Extracted records

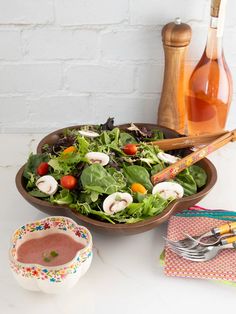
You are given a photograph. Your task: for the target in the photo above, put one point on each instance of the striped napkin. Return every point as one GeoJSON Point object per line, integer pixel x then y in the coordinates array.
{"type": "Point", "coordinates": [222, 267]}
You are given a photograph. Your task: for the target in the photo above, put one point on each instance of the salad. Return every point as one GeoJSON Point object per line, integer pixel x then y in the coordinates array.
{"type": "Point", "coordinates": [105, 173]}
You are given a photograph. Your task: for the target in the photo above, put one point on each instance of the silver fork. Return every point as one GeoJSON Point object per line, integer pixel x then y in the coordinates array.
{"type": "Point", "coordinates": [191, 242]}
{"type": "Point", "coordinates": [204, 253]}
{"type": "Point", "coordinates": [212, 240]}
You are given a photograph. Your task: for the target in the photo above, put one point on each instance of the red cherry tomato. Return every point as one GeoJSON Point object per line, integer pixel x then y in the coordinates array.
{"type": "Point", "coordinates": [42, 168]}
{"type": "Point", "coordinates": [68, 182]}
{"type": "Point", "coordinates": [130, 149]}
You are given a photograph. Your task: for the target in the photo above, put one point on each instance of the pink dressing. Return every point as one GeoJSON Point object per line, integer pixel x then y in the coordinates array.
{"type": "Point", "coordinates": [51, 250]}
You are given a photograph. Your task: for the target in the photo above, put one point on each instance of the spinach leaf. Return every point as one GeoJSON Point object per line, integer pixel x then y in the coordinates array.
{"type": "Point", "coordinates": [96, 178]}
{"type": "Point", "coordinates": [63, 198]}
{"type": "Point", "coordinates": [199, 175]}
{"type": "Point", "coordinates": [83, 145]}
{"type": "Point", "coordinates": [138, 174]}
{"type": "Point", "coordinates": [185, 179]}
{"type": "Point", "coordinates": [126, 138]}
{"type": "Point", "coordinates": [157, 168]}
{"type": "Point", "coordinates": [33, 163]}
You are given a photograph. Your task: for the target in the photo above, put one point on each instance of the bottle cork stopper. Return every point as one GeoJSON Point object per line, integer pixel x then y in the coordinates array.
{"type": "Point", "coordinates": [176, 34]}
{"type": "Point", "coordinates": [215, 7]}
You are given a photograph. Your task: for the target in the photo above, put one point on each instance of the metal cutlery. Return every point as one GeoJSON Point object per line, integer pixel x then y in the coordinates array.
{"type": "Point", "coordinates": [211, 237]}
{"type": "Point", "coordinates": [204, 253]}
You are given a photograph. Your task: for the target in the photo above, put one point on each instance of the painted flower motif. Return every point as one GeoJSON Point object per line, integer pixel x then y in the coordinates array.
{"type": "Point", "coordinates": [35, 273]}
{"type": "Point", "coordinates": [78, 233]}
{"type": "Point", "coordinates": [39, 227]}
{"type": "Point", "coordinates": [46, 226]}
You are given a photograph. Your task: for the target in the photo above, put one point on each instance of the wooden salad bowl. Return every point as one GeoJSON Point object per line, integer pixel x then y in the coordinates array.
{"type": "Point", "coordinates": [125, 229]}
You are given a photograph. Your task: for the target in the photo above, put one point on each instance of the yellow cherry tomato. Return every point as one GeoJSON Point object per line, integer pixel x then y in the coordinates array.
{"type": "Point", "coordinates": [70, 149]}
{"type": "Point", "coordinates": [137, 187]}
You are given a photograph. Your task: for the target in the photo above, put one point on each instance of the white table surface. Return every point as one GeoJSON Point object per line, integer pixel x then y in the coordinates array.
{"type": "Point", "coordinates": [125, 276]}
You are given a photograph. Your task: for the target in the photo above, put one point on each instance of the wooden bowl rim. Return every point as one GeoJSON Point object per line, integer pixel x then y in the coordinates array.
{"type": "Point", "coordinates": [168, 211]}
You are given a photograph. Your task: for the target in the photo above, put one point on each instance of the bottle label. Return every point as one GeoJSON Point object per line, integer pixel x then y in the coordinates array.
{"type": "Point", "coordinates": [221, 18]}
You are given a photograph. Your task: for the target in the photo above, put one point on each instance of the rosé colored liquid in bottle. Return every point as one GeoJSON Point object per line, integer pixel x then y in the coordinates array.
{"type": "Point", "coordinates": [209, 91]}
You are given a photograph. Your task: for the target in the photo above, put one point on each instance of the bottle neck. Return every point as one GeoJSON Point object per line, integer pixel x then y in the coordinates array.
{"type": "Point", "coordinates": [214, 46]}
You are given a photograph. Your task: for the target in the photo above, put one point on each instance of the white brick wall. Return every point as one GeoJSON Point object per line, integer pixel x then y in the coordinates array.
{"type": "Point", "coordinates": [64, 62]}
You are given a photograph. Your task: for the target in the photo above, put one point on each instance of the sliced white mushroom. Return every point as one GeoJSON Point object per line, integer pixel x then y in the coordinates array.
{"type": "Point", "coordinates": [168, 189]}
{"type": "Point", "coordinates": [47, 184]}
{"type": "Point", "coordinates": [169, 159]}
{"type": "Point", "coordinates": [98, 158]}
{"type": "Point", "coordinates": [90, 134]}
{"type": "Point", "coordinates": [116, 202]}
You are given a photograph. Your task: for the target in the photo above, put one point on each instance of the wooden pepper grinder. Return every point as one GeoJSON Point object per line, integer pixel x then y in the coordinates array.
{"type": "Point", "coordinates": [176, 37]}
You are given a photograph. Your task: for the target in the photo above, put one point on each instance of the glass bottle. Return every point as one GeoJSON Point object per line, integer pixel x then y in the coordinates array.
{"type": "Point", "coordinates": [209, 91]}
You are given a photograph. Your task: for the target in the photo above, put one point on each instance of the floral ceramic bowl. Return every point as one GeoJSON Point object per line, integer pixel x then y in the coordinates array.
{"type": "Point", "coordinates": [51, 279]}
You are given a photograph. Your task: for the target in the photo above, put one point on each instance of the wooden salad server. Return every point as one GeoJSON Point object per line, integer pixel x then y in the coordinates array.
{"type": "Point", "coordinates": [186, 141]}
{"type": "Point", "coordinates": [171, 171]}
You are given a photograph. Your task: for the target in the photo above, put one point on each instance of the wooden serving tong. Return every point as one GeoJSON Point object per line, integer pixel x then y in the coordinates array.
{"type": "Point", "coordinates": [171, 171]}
==
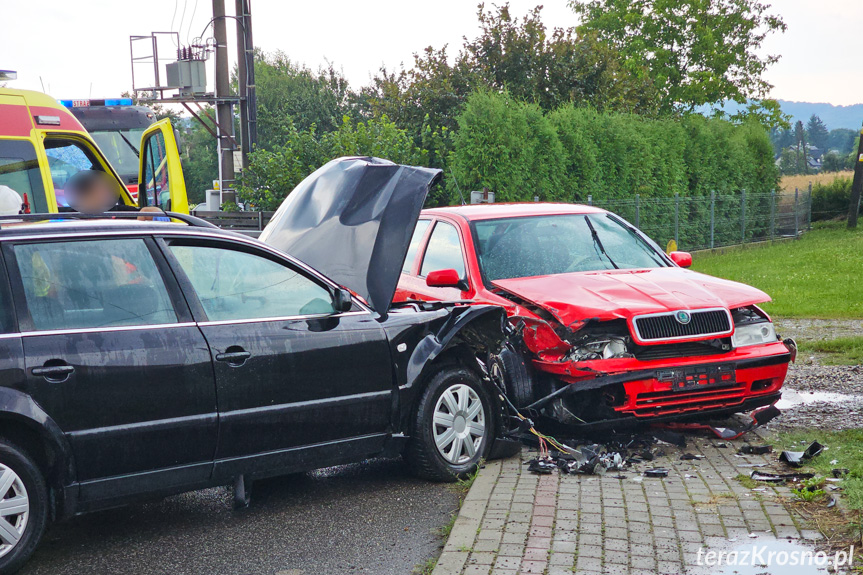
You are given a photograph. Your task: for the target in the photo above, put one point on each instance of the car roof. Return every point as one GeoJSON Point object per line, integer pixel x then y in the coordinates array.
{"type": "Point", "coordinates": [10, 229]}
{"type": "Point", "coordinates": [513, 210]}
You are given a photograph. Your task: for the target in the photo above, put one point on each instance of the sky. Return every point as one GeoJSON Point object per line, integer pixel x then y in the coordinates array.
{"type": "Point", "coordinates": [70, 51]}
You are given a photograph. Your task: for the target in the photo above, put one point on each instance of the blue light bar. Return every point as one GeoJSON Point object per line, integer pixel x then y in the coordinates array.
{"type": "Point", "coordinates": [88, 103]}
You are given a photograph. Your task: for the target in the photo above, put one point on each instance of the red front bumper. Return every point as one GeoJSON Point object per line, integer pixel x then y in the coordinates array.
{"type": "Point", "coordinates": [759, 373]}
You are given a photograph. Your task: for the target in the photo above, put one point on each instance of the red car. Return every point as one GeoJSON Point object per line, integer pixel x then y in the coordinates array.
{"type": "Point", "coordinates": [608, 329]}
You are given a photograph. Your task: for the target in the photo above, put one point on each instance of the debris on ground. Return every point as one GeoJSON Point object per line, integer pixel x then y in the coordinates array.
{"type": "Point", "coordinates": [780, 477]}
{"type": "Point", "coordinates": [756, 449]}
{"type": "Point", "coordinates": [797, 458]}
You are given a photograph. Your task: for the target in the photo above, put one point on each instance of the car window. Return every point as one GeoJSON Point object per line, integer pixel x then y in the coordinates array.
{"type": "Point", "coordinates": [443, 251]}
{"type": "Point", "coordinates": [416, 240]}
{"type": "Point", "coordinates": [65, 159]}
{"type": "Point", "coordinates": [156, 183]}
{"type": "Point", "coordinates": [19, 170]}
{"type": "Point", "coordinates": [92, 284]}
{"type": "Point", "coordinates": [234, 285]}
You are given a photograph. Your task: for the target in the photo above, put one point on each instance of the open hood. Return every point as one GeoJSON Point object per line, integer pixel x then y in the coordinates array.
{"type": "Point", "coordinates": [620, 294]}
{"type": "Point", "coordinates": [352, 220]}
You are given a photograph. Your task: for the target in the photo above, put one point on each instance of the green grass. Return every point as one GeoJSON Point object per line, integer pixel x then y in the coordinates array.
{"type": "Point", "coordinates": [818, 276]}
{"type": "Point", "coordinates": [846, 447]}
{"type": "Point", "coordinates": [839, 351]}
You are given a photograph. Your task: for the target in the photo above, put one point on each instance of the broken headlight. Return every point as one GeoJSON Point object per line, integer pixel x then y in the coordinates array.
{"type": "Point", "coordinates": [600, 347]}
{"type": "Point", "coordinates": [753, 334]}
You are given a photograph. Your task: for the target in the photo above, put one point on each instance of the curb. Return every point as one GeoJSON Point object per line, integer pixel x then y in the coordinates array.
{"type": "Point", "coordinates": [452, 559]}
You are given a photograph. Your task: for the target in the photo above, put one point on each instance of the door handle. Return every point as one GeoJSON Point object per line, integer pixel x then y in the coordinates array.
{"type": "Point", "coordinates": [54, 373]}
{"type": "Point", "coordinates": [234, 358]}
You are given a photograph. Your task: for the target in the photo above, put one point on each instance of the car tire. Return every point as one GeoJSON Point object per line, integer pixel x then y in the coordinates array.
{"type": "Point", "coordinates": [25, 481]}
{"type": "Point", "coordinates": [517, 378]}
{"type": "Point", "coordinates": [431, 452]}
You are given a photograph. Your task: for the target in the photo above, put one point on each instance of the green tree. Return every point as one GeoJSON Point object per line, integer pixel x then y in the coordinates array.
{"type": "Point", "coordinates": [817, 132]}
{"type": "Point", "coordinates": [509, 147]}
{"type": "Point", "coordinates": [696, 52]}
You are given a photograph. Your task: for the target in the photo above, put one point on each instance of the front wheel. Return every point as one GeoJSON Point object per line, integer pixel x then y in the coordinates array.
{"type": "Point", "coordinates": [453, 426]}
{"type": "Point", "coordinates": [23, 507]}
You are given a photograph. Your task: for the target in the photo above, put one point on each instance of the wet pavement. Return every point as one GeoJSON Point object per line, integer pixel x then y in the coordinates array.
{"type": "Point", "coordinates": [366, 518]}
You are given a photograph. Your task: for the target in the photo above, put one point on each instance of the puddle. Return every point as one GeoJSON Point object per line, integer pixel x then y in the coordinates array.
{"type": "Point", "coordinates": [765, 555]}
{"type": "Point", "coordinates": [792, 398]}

**THE EXERCISE:** Gather every line of the data above that contains the string "cherry". Treat uppercase and lowercase as different.

**RESULT FOR THIS TASK:**
You are given a photograph. Your task: for the target in the photo above, put one point on each instance of the red cherry tomato. Return every point as one GeoJSON Point object per line, integer pixel x then y in the coordinates array.
You are given a photograph. Your task: for the target in the photo above, put one point on each instance of the yellow cherry tomato. Return every point as one GeoJSON Point object per line, integer pixel x then y in the coordinates array.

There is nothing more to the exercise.